##### PAGE TEXT

The best way I can try and relate this helplessness feeling in a way you might understand is like the feeling you get when you are very unwell with some kind of bug and it just wont go away so you go to your doctors. During your visit you explain your symptoms hoping they will be able to prescribe a quick dose of antibiotics to make you feel better.  After the doctor looks you over you are told that its viral and you are going to have to ride it out. No medicine, no quick fix just live with it. You are desperate for the doctor to make you better!  Sadly Lupus can’t be fixed with five day course of antibiotics and there is only so long you can wait before symptoms need prompt action. 

This morning I found myself waiting yet again. I woke up with a knot in my stomach knowing I had to make a phone call and update my nurse on what has been going on these last few weeks. I psych myself up make the phone call but she is not there so I leave a message for her to call me back. Then I found myself sitting around trying to work out what to do. I knew if I left to have a shower she would call and then we would spend the rest of the day playing phone tag. As I was about to give in and go and have a shower she called. After explaining what has been going on and how I'd done everything on my end and asking what to do now I knew what was going to happen…can you guess? More waiting! Now I wait for the Rhemuatolgist to get back to my nurse and then she will get back to me. Even when you are proactive there are not always quick answers. I know now I have done everything on my end so I can only hope I hear back soon. This is just another part of being chronically unwell.

##########
##### DATA SUPPLIED

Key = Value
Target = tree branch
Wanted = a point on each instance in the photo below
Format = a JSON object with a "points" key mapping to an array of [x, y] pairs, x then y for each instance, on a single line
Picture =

##########

### PROBLEMS TO SOLVE:
1. According to the lupus text, why did the writer hold off on taking a shower after leaving a message for the nurse? Answer in one to three sentences.
2. Write the next part of the lupus text, picking up after its last sentence.
The records have nothing to do with the lupus text.

### RESULTS:
1. The writer knew that if they left to have a shower, the nurse would call. They would then spend the rest of the day playing phone tag.

2.
Truth time…these last few weeks have been awful. Last Monday I sat in my GP office with Dan and was told my options were to be admitted to hospital yet again or to try and increase some of my medication with the likelihood that it wont help but maybe give me some relief. I say how much I want to avoid hospital, how mentally I know I do not have the strength to deal with that again so we opt to increase my medication. I just feel so fragile both physically and mentally that we know it wont take much to cause me to crumble. Although I felt awful I still felt safe and in some form of in control at home so we decided it would be best to try this medication with the promise that I would go to ED if things got any more out of control. So that night I increase my medication with the hope that it might calm things down to find that it only makes me feel worse. Typical!! I don’t know if I’ve talked about it on here before but I’ve also been diagnosed back in 2013 with something called ‘Inappropriate Sinus Tachycardia’. In very simple terms (please google if you want to know more) for some unknown reason (probably Lupus related?) my heart will beat incredibly fast constantly when I am simply resting and then just further increase when I attempt to do anything. It makes me feel miserable and causes lots of unpleasant symptoms. When I was in my GPs office my heart rate sitting down was 120 and that was with a high dose of beta blockers. Dan and I went for a very gentle walk and his heart rate was 57 while mine was 157! I should probably add I am also waiting on a referral back to Cardiology. The increase in medication left me feeling extremely fatigued, dizzy, disorientated, nauseous and just really weird. I waited a few days thinking maybe my body just needed to get used to it. No such luck! I rang my GP clinic and spoke to the nurse on Friday who when I explained my symptoms asked if there was any chance I could be pregnant….spoiler alert NO I am not. My GP rang me back and confirmed that it was the medication making me feel lousy. We have split my dose up to see if that will help but ultimately I will need to change as it’s not effective for my body.

So for now I find myself yet again waiting…..waiting to hear back from doctors, waiting for a plan, waiting for these symptoms to lessen and my quality of life to improve.

Waiting; waiting; waiting yet still clinging fiercely to hope for better days.  

 My parents work in education and last week there was a teachers strike and I couldn’t help but think how nice it would be to strike against my own body about now. These working conditions are rubbish, the pay is non existent and there are no holidays! I’ll tell you one thing there is plenty of though….sick days but I promise you they are so over rated.